>> begin Text shown
Why we need establish a good product observability? How the monitoring impact on product reliability. We will explore the significance of the four golden signals in measuring the system’s performance and reliability.
If you’ve ever worked with on-premises environments, you know that you can physically touch the servers. If an application becomes unresponsive, someone can physically determine why that happened. In the cloud though, the servers aren’t yours—they’re provider’s—and you can’t physically inspect them. So the question becomes, how do you know what’s happening with your server, or database, or application?
The answer is by using observability tools:
- Visibility into system allows us understand what is happening with their application and system. It answers questions such as “are my systems functioning?” or “”do my systems have sufficient resources available?
- Error reporting and alerting: Users want to monitor their service at a glance through healthy/unhealthy status icons or red/green indicators. Customers appreciate any proactive alerting, anomaly detection, or guidance on issues. Ideally, they want to avoid connecting the dots themselves.
- Efficient troubleshooting: Users don’t want multiple tabs open. They need a system that can proactively correlate relevant signals and make it easy to search across different data sources, like logs and metrics. If possible, the service needs to be opinionated about the potential cause of the issue and recommend a meaningful direction for the customer to start their investigation.
- Performance improvement: Users need a service that can perform retrospective analysis. Generally, help them plan intelligently by analyzing trends and understand how changes in the system affect its performance.
>> end Text shown
>> begin Entries shown
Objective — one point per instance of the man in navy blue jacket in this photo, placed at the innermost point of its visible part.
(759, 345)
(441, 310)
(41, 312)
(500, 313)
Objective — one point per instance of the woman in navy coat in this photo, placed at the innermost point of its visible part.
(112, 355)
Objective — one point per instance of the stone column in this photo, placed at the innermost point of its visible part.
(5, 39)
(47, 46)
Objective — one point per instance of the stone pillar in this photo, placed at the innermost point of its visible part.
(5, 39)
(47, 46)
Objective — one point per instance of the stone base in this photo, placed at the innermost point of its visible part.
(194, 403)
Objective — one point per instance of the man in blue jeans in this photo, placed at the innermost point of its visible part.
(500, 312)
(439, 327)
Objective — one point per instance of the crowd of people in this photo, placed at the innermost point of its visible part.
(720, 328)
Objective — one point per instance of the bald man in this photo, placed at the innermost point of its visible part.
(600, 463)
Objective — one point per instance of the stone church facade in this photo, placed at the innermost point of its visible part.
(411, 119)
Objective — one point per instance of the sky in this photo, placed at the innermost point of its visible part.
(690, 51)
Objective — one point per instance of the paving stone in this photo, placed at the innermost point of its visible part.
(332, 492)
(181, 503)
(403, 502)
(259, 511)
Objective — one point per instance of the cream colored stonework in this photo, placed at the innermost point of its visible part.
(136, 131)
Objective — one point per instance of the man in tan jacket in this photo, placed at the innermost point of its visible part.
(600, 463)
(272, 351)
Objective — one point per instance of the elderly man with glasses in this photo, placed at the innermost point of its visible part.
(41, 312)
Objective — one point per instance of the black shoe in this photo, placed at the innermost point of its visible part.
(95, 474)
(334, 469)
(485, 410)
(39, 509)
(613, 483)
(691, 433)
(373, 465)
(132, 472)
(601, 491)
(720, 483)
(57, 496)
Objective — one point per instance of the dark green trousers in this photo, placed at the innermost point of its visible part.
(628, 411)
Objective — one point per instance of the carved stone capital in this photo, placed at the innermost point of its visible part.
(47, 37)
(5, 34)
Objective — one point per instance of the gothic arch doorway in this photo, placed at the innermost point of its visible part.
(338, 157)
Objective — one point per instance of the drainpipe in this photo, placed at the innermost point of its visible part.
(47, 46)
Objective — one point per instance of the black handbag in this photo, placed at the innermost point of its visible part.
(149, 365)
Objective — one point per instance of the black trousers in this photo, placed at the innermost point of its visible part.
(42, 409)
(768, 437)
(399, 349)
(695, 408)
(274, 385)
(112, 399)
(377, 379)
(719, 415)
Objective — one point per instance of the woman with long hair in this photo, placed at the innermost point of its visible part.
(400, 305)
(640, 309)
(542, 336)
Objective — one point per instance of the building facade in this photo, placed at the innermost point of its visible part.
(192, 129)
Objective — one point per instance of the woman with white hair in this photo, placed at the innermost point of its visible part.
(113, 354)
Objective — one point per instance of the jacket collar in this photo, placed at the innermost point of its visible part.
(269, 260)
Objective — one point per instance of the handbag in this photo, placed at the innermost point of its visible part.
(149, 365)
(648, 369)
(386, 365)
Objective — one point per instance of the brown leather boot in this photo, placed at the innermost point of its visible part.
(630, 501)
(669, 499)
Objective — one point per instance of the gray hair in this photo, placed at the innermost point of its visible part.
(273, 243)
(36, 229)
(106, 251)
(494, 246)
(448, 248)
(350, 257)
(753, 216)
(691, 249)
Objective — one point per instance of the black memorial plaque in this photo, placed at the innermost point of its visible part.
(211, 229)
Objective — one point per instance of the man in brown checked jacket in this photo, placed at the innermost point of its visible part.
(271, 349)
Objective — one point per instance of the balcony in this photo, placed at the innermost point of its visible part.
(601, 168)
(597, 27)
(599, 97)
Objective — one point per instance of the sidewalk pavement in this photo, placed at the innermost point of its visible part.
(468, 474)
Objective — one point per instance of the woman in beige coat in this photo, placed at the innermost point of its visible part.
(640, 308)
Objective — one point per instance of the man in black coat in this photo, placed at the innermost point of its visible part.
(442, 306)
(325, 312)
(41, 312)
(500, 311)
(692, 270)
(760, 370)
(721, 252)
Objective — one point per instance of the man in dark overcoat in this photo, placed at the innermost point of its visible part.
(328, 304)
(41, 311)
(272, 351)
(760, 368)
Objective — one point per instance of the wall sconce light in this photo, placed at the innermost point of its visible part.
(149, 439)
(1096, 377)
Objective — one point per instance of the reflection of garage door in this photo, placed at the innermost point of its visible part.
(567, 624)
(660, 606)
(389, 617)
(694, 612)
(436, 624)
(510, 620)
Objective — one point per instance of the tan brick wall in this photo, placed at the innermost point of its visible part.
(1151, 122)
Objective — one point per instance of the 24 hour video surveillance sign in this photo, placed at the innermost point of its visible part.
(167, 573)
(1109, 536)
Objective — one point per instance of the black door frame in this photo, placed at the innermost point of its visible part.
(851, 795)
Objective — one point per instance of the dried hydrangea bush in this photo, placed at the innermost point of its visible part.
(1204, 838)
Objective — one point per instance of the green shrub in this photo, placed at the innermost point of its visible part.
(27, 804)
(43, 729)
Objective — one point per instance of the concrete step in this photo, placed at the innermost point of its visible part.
>> end Entries shown
**Required task**
In the text on product observability, list every item in the bulleted list that follows "The answer is by using observability tools:". Give each by its opening label.

**Task solution**
Visibility into system; Error reporting and alerting; Efficient troubleshooting; Performance improvement